# ASSIGNMENT
In the excerpt about the Anaconda mine cleanup, what was the mine site originally called?

# EXCERPT
+++

The order issued by the U.S. Environmental Protection Agency also requires ARCO to fund and develop a plan for a technical assistance program to facilitate additional community involvement in the continuing response activities at the site.
Because the Anaconda mine site is not on or proposed for the EPA’s Superfund List, the company’s continued participation in this process is essential to cleaning up the site.
"Recovering these funds is an important step in moving the Anaconda Mine cleanup forward," said Keith Takata, director of the EPA’s Pacific Southwest superfund division from his office in San Francisco. "We can use the funds to continue the cleanup while we work with our state and local partners find a more permanent solution."
Anaconda abandoned copper mine at Yerrington, Nevada (Photo courtesy Great Basin Mine Watch)
The Anaconda mine site covers more than 3,400 acres in the Mason Valley, near the city of Yerington, 65 miles southeast of Reno.
The Singaste Mountains and the town of Weed Heights lie to the west, open agricultural fields and homes to the north, U.S. Bureau of Land Management, BLM, managed public land to the south, and the Walker River and the city of Yerington to the east.
The major environmental threats on the site come from metals contaminating the groundwater and fugitive dust that could impact human health and surface water. The contaminated surface water can harm wildlife as well as people.
Mining operations enhanced levels of naturally occurring uranium, thorium and radium, making the radiological substances more pervasive and mobile in and around the site.
Originally known as the Empire Nevada Mine, the site began operation around 1918.
Anaconda purchased the Mine in 1941, and from 1952 to 1978 conducted mining and milling operations at the open-pit, low-grade copper mine.
The processing of the copper oxide ore involved large quantities of sulfuric acid, made in an on-site sulfuric acid manufacturing plant. The ore processing created liquid and solid wastes such as tailing piles, waste rock areas, liquid waste ponds, leach vats, heap leach pads, and evaporation ponds.
In 1977, ARCO bought Anaconda. A decrease in copper prices, lower priced foreign imports, and declining grade and amount of ore available forced the closure of Anaconda’s copper mining operations in 1978, and all activities were shut down in 1982
From 1977 to 1982 the company was owned by Atlantic Richfield Company and then sold to Don Tibbals, a local resident, who subsequently sold his interests to Arimetco Inc., with the exception of the Weed Heights community.

+++

# RECORDS PROVIDED

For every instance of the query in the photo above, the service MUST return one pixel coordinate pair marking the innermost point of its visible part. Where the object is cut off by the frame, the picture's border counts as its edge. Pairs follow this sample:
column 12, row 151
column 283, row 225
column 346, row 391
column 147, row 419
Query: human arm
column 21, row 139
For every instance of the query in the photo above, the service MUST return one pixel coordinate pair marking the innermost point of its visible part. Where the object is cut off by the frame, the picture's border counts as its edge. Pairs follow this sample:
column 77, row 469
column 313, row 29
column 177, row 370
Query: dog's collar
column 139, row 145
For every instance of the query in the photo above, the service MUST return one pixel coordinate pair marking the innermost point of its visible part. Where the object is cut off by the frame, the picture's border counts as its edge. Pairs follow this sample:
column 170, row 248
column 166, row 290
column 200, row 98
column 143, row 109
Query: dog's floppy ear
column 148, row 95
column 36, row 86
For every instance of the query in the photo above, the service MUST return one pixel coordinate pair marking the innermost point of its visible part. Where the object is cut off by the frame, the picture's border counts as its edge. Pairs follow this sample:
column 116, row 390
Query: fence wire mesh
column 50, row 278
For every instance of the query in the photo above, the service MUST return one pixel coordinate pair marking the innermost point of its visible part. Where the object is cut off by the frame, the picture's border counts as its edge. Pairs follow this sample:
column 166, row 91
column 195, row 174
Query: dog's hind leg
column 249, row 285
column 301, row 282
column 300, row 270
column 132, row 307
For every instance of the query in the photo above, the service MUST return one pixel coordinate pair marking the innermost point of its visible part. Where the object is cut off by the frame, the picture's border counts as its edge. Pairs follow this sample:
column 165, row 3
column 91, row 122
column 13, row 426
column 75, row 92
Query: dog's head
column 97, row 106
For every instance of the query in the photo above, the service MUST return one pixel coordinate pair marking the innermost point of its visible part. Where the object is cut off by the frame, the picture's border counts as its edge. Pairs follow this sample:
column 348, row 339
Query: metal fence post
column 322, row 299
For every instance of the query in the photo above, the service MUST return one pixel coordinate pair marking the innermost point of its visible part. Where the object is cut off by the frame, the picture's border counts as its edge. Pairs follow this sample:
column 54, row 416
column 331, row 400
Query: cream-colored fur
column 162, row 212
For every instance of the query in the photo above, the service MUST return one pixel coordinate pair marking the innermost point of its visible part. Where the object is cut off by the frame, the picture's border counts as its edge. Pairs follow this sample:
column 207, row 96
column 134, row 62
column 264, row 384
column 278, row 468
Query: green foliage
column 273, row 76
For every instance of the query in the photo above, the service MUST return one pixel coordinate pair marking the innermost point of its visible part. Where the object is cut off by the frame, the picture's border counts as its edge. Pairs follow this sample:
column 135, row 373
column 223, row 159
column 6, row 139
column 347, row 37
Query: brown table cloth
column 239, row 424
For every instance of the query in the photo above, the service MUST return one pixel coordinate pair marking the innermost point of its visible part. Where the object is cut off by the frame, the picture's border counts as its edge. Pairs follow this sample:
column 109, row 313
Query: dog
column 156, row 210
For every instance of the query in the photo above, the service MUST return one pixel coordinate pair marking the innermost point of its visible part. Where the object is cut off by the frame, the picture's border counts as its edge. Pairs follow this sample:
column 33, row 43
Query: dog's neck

+++

# RESULT
The Empire Nevada Mine.